» YOUR TASK
Shift each keypoint coordinate in the answers by adding -6 to it, leaving every other number unchanged. Then reproduce in full every line of the records below, from the line containing "Guideline: for each instance of the dishwasher" through the end of the records.
─── RECORDED INFORMATION ───
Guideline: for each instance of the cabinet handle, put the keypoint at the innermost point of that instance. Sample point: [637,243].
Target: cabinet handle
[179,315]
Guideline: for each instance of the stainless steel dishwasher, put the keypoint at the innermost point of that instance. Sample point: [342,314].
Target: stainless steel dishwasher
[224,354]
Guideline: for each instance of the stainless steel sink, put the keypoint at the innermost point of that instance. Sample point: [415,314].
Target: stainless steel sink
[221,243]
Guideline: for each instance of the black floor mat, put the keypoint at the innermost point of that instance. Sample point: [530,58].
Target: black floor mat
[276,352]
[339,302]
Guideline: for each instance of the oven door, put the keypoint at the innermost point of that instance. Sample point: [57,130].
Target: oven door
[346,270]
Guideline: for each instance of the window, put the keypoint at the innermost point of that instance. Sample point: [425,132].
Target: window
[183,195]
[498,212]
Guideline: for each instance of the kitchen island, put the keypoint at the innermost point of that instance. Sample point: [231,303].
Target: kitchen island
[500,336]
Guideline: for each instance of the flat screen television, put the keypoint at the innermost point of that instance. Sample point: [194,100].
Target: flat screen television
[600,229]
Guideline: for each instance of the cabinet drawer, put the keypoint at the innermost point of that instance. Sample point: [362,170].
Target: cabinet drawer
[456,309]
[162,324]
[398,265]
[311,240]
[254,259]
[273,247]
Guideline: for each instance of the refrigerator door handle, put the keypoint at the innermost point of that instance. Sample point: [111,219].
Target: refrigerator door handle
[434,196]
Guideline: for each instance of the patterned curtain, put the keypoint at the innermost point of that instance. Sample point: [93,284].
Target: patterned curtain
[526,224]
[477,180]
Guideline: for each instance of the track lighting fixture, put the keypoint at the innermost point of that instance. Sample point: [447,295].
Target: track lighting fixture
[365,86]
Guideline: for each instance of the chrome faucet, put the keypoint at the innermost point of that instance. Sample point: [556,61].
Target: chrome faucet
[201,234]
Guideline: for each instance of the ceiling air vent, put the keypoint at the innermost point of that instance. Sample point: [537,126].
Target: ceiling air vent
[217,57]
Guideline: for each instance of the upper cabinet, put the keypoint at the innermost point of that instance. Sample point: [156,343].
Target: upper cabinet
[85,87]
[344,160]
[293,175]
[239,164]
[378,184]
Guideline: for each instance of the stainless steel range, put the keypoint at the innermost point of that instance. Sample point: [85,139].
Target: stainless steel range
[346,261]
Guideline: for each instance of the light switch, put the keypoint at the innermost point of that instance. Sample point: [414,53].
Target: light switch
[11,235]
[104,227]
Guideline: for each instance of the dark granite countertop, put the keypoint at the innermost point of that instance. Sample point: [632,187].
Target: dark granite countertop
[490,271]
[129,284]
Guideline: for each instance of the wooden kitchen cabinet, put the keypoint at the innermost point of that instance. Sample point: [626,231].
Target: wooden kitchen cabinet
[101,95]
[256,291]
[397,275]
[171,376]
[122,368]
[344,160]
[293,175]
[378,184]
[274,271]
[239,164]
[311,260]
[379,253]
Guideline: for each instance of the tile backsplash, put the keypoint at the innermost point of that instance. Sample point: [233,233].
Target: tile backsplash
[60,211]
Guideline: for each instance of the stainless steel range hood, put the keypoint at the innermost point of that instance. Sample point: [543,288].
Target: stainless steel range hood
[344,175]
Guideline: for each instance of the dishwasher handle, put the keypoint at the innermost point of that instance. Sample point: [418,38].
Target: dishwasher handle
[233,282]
───
» TASK SOLUTION
Guideline: for each instance of the dishwasher handle, put the keypoint at the innermost point of that instance. Sample point: [418,38].
Target: dishwasher handle
[227,276]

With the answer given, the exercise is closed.